TIFF Bell Lightbox - Program from Nov 25
November 3rd, 2010 by Gilbert Seah
TIM BURTON, MARY PICKFORD, BERNARDO BERTOLUCCI AND
BREATHTAKING 70MM CLASSICS AT TIFF BELL LIGHTBOX THIS WINTER
Toronto – TIFF Bell Lightbox is set to keep audiences warm this winter with an impressive slate of programming running from November 25 to February 2.
Exhibitions include Tim Burton, organized by The Museum of Modern Art, New York, offering a fascinating glimpse into the mind of one of the world’s most influential filmmakers and artists, and Mary Pickford and the Invention of the Movie Star, the inaugural exhibition in TIFF’s new Canadian Film Gallery.
TIFF Cinematheque presents retrospectives on Charlie Chaplin, Italian master Bernardo Bertolucci and Jafar Panahi, one of the major figures of the New Iranian Cinema as well as the relaunch of The Free Screen, featuring a retrospective of Spanish experimental film.
The season also includes an eclectic lineup of contemporary and classic films that will have exclusive engagements of at least one week at TIFF Bell Lightbox. Titles include Lucy Walker, Karen Harley & João Jardim’s Waste Land (2009); Jean-Luc Godard’s Film Socialisme (2010); Julie Taymor’s The Tempest (2010); Tim Burton’s The Nightmare Before Christmas (1993) in 3-D, and a new 70mm print of Stanley Kubrick’s 2001: A Space Odyssey (1968).
Other highlights include Canada’s Top Ten, TIFF’s annual celebration of excellence in national cinema.
Tickets for the Tim Burton exhibition and film screenings go on sale today to the public (TIFF members and non-members). TIFF members can see the Tim Burton exhibition once for free. To learn more visit tiff.net/membership. Tickets for the winter season go on sale today for TIFF members and on November 17 for non-members. For detailed information, visit tiff.net.

** REQUIREMENTS **
Name every film title that the TIFF Bell Lightbox announcement lists as having an exclusive engagement of at least one week.

[Location labeling records]
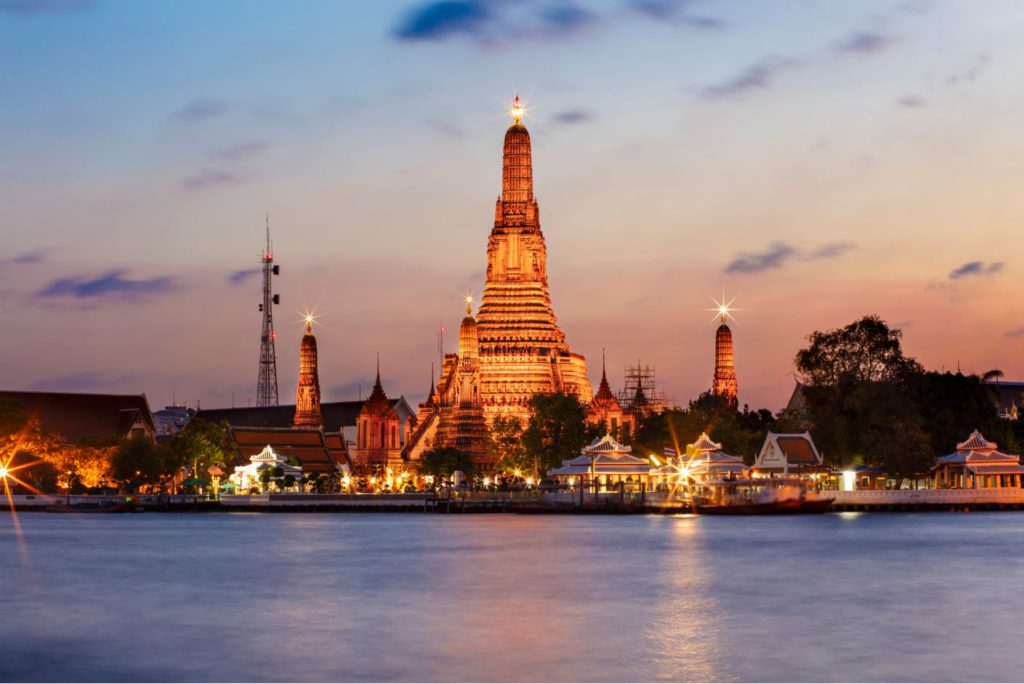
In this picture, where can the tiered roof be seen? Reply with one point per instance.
(76, 416)
(609, 457)
(309, 446)
(981, 457)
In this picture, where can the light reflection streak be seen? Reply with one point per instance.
(683, 632)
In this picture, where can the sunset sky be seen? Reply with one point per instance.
(818, 160)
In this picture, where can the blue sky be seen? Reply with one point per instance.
(821, 160)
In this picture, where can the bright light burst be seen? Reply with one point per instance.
(518, 110)
(308, 318)
(723, 308)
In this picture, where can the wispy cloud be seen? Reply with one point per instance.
(830, 251)
(911, 101)
(778, 255)
(573, 117)
(83, 382)
(239, 276)
(201, 110)
(864, 42)
(754, 262)
(972, 73)
(35, 7)
(976, 268)
(112, 285)
(239, 151)
(758, 76)
(675, 11)
(492, 23)
(31, 257)
(208, 178)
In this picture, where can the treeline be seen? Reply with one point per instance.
(38, 461)
(865, 401)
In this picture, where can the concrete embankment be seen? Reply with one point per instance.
(531, 502)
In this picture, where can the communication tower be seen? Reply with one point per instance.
(266, 388)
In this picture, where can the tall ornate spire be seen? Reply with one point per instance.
(307, 397)
(604, 389)
(517, 169)
(725, 370)
(378, 392)
(468, 341)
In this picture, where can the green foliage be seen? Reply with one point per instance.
(505, 445)
(866, 350)
(201, 444)
(739, 432)
(138, 462)
(557, 431)
(867, 402)
(443, 462)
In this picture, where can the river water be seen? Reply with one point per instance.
(257, 597)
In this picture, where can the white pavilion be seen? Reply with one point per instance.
(976, 464)
(247, 476)
(606, 461)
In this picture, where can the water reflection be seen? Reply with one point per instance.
(159, 597)
(682, 636)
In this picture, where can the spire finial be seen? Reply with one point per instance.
(518, 110)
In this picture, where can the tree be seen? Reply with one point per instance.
(201, 445)
(867, 401)
(25, 450)
(556, 432)
(866, 350)
(739, 432)
(138, 462)
(505, 445)
(443, 461)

** TASK RESULT **
Waste Land (2009)
Film Socialisme (2010)
The Tempest (2010)
The Nightmare Before Christmas (1993)
2001: A Space Odyssey (1968)